Task:
Render all of the material below as a numbered list, omitting blank lines and leaving out the pictures.

Entries for pointing and labeling
====================
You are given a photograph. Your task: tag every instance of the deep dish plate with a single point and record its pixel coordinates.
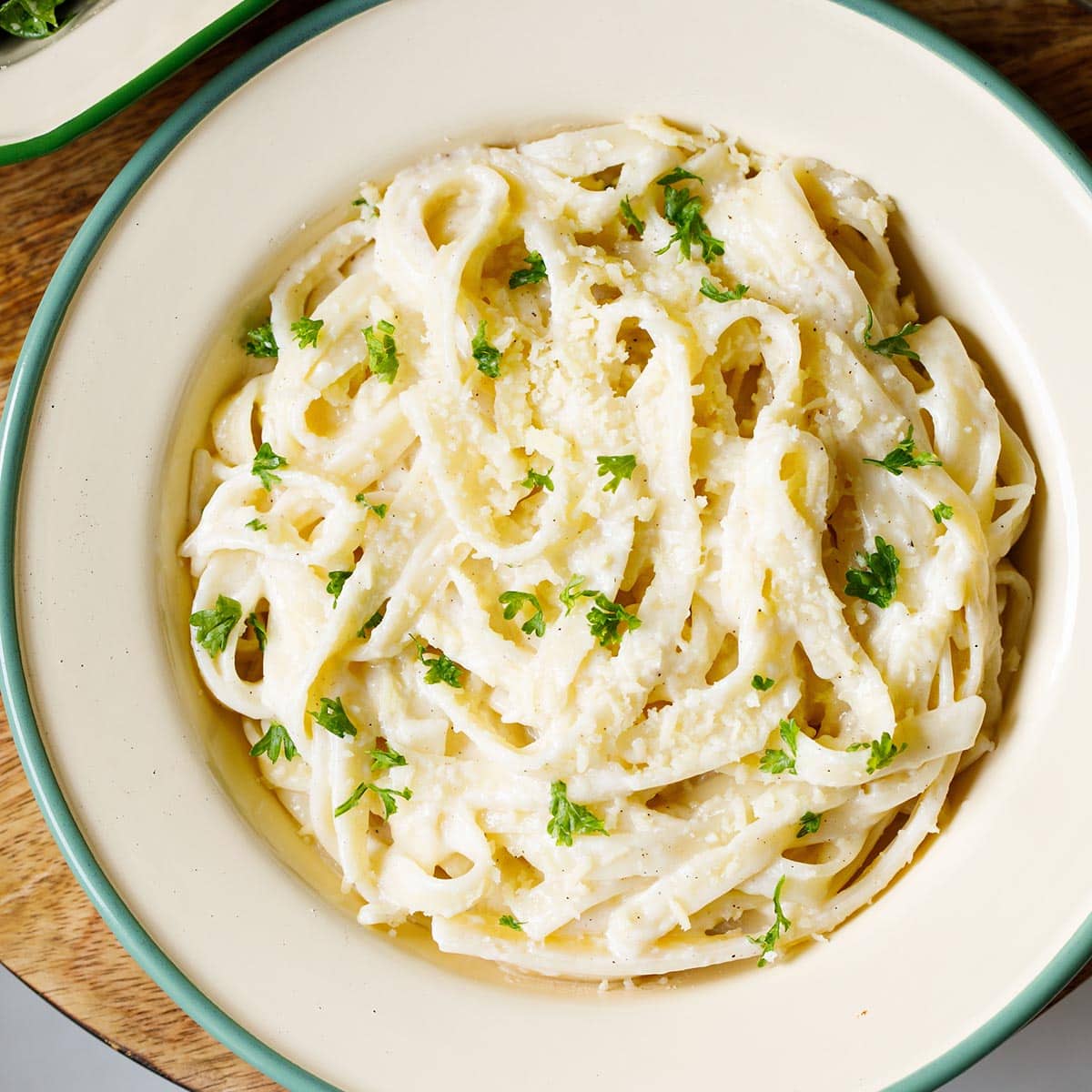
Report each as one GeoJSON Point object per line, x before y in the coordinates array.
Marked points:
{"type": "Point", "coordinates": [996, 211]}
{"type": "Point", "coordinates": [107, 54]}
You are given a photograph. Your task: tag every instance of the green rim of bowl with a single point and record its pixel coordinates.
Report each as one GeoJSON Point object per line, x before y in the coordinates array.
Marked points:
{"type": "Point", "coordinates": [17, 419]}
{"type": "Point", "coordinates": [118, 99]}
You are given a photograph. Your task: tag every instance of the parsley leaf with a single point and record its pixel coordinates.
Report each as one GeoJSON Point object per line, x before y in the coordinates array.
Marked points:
====================
Result below:
1. You are given a photograph. Your task: tag every instance of the deep dish plate with a single point and record its pixel coordinates.
2. Report each as one GeoJSON Point object per line, x before y in the coordinates array.
3. Marked points:
4. {"type": "Point", "coordinates": [996, 211]}
5. {"type": "Point", "coordinates": [107, 54]}
6. You are given a photograph. Your task: tag every instance of the green rim of bowl with a single point and record its pixel coordinates.
7. Report each as one GeoJSON Point object per line, x before y in the coordinates array.
8. Marked points:
9. {"type": "Point", "coordinates": [17, 419]}
10. {"type": "Point", "coordinates": [118, 99]}
11. You are given a photograph. Your task: tag every instance of the parsley leaf with a single point and record its pixel coordinates.
12. Report each as one GeoJSON Point object per line, x before y in the coordinates array.
13. Marked points:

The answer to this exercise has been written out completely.